長野民医連の内科は、これまで一般内科として開始され、徐々に専門に分化し発展してきました。しかし、その病院の規模と、県内に多数の小病院・診療所をかかえることから、完全に専門に特化することなく、一般内科をしつつ、専門もするというスタイルが定着しました。これはある意味、日本の医療の特徴で、開業医であっても、一般内科以外に自分が得意とする専門分野があるのが普通です。最近の流れの真の意味での家庭医/総合診療科医は、まだほとんど育っていないのが現状だと思います。
では私たちが求める総合診療科医とはどんなものでしょうか。まず重視すべきは、どこで誰のために医療をするかという視点です。地域によって抗生剤の感受性が違うように、そこの地域の特性を無視して、総合診療は成り立ちません。

============================================================

* 課題 1:
本文について、次の問いに答えよ。
(a) 長野民医連の内科は、当初どのような形で開始されたか。
(b) 日本では開業医であっても、一般内科以外に何があるのが普通だとされているか。
(c) 総合診療科医について、まず重視すべきだとされている視点は何か。
* 課題 2:
本文のうち「では私たちが求める」で始まる段落を、主な事実を残して箇条書きにまとめよ。
本文の内容だけを根拠にしてください。

============================================================

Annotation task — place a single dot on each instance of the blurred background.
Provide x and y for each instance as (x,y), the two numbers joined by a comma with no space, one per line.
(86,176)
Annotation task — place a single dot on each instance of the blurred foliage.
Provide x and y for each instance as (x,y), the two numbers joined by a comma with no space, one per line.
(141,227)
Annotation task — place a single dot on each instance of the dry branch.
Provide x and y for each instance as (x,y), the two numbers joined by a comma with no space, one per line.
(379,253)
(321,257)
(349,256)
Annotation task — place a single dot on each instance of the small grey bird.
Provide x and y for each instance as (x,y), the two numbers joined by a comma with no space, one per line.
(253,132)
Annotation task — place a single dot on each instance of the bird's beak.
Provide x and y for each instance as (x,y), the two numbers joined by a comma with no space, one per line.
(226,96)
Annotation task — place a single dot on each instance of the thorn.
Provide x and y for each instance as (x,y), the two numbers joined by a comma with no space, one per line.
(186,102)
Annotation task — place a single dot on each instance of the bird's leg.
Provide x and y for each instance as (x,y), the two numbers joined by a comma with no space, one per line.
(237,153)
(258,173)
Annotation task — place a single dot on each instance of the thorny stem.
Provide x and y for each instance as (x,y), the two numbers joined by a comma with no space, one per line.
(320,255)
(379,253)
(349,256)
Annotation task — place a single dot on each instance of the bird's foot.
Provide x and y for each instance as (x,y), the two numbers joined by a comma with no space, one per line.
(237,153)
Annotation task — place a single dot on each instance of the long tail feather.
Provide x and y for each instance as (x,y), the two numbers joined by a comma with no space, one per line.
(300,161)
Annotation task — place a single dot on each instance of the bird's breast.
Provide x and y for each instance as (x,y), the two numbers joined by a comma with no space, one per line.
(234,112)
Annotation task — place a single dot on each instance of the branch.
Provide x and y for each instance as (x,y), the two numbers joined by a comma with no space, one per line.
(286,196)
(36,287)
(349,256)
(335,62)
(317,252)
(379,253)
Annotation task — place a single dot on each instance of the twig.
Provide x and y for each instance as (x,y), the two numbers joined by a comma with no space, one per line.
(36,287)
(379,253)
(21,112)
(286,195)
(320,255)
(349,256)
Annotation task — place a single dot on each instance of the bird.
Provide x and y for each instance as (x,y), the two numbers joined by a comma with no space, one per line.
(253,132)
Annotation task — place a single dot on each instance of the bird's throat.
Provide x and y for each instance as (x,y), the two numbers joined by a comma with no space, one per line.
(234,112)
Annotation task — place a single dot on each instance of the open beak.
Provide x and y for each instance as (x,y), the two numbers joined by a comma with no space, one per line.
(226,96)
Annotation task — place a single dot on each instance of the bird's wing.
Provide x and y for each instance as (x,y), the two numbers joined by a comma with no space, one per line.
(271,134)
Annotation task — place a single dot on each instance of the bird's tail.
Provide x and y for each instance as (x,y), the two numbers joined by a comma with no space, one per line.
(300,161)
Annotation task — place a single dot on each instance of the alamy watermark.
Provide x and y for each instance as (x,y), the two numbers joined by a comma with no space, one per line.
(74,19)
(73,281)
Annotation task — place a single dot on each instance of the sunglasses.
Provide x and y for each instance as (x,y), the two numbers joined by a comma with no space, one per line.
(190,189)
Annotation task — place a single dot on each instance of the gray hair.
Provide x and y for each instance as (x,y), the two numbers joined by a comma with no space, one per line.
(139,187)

============================================================

* 解答例 1:
(a) 一般内科として開始された。
(b) 自分が得意とする専門分野。
(c) どこで誰のために医療をするかという視点。

* 解答例 2:
- 求める総合診療科医とはどんなものかを問う。
- まず重視すべきは、どこで誰のために医療をするかという視点である。
- 地域によって抗生剤の感受性が違うように、地域の特性を無視して総合診療は成り立たない。